# Aim of the task
Locate every line in the material below that contains the string "instance", matching case exactly, and copy each such line in full.

+ + + + +

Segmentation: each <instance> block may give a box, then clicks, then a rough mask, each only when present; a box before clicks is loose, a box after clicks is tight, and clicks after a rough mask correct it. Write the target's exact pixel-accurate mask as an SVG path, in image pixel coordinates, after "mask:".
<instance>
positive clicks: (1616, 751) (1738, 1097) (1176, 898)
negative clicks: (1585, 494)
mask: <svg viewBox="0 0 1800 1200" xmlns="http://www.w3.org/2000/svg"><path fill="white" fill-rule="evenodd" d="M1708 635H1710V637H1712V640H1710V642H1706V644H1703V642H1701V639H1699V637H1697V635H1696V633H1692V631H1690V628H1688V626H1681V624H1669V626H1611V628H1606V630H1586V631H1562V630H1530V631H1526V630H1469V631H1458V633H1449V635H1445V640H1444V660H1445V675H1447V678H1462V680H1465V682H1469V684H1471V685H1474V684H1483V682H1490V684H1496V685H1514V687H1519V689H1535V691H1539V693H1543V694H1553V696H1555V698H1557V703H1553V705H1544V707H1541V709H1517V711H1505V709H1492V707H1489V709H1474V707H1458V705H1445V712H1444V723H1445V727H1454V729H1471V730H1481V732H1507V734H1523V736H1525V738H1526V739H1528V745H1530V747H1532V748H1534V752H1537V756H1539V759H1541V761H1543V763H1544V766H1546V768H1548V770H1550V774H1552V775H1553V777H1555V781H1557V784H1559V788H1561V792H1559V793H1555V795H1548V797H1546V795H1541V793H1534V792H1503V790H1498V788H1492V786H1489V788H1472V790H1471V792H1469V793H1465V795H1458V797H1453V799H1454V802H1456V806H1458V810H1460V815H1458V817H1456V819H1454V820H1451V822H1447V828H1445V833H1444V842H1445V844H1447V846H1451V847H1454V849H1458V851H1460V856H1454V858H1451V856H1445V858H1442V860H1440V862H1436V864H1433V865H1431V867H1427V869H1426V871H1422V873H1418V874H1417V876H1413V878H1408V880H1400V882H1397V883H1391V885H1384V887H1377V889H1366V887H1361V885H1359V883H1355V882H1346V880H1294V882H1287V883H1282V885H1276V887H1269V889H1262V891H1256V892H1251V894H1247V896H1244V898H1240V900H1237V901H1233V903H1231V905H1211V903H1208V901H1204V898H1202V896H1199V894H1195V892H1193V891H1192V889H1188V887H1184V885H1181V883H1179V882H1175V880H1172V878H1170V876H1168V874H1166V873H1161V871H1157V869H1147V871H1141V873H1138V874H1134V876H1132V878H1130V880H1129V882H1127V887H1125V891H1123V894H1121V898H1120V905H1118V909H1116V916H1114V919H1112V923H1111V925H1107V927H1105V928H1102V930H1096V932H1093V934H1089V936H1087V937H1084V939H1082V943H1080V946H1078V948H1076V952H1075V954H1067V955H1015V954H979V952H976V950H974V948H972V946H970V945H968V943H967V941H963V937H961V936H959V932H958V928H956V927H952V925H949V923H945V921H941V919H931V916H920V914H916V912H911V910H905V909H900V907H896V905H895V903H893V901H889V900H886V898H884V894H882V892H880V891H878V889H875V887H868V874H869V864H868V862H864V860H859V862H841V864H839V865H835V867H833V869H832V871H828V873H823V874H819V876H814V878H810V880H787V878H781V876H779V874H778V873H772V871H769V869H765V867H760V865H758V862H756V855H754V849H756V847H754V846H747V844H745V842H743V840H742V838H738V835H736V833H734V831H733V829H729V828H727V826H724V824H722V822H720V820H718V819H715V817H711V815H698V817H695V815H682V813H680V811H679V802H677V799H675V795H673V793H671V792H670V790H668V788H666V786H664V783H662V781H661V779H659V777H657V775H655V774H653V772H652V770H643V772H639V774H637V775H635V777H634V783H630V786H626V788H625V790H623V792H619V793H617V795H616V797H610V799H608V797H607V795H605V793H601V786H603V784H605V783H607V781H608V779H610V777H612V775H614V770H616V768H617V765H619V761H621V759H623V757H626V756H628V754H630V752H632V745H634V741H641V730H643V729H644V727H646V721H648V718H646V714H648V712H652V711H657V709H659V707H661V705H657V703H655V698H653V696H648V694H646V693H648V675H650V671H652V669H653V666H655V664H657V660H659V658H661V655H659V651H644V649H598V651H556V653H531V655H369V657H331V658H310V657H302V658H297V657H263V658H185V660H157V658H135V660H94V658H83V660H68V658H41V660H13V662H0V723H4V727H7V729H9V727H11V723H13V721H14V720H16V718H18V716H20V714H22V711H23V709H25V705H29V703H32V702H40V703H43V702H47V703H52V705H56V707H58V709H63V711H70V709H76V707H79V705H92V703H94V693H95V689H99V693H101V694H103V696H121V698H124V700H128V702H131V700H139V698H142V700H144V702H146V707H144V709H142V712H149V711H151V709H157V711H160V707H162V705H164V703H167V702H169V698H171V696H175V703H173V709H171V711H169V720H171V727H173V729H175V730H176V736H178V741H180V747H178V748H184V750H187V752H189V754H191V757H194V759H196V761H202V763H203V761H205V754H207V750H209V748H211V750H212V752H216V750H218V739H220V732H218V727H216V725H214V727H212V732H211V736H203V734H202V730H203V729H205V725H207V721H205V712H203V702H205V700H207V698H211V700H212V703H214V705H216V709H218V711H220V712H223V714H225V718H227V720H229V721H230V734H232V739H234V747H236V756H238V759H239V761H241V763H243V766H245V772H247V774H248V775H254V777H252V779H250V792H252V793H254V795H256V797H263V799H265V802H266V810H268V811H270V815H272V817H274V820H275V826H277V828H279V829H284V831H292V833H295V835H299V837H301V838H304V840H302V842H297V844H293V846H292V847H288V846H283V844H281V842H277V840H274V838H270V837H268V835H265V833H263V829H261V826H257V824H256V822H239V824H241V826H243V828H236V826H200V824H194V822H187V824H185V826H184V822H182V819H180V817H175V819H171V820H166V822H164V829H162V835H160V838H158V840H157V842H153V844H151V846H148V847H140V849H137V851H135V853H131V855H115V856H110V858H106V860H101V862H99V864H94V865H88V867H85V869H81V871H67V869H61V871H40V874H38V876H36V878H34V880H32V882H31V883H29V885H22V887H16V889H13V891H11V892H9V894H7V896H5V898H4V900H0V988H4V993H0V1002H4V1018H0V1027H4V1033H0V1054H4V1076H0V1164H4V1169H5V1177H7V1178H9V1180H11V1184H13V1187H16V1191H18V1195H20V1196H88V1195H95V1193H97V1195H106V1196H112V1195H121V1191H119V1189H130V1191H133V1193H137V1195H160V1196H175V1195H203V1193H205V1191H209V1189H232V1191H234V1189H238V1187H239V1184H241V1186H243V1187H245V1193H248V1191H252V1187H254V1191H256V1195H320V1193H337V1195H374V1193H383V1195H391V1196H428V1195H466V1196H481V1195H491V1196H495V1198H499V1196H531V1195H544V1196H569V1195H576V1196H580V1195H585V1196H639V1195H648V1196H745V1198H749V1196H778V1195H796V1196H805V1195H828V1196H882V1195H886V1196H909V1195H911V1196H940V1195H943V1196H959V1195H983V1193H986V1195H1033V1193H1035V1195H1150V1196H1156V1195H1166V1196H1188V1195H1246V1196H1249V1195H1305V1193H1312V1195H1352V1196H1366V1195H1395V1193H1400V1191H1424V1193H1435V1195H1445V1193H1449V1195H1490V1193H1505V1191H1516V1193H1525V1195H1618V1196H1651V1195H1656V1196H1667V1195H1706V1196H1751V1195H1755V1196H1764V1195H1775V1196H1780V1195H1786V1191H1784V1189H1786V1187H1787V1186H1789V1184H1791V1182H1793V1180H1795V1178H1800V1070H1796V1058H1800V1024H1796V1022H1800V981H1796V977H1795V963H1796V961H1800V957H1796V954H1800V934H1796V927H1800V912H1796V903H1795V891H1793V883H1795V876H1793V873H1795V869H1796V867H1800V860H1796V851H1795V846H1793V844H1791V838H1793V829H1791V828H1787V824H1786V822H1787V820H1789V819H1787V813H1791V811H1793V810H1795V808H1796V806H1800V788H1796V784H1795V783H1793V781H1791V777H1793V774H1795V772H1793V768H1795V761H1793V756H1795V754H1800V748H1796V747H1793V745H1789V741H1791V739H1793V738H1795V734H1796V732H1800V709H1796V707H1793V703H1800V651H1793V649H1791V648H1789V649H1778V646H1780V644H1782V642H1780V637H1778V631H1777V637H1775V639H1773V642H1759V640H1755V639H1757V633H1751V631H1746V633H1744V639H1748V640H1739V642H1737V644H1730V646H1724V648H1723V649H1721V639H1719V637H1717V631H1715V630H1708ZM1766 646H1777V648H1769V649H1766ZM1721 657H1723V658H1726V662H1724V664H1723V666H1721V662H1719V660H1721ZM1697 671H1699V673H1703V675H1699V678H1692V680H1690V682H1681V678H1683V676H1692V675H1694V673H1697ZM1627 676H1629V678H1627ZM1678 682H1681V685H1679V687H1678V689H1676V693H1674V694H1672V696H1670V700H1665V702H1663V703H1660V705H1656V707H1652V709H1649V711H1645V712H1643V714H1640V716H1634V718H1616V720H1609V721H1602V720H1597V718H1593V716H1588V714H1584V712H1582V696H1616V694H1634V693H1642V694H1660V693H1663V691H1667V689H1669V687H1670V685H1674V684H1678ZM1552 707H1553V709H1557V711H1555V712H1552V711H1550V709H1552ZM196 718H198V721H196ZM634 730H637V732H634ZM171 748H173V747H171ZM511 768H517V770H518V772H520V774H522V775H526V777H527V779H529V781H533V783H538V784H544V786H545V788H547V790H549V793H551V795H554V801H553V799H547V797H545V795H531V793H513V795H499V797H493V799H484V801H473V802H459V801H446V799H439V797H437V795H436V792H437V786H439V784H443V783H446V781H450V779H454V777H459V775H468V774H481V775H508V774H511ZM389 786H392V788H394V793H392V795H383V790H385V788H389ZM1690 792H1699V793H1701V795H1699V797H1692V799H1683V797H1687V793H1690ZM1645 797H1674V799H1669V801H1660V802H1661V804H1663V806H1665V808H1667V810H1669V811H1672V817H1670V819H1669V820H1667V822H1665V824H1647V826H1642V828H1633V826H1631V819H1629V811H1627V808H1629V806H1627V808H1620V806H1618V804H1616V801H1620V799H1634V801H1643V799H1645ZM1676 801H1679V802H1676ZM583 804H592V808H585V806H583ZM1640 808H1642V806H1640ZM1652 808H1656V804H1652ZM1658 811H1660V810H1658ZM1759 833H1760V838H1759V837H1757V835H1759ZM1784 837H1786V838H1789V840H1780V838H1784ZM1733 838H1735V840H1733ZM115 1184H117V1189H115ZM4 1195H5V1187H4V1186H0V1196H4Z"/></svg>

+ + + + +

# Problem solution
Segmentation: each <instance> block may give a box, then clicks, then a rough mask, each only when present; a box before clicks is loose, a box after clicks is tight, and clicks after a rough mask correct it. Write the target's exact pixel-accurate mask as an SVG path, in image pixel coordinates, after "mask:".
<instance>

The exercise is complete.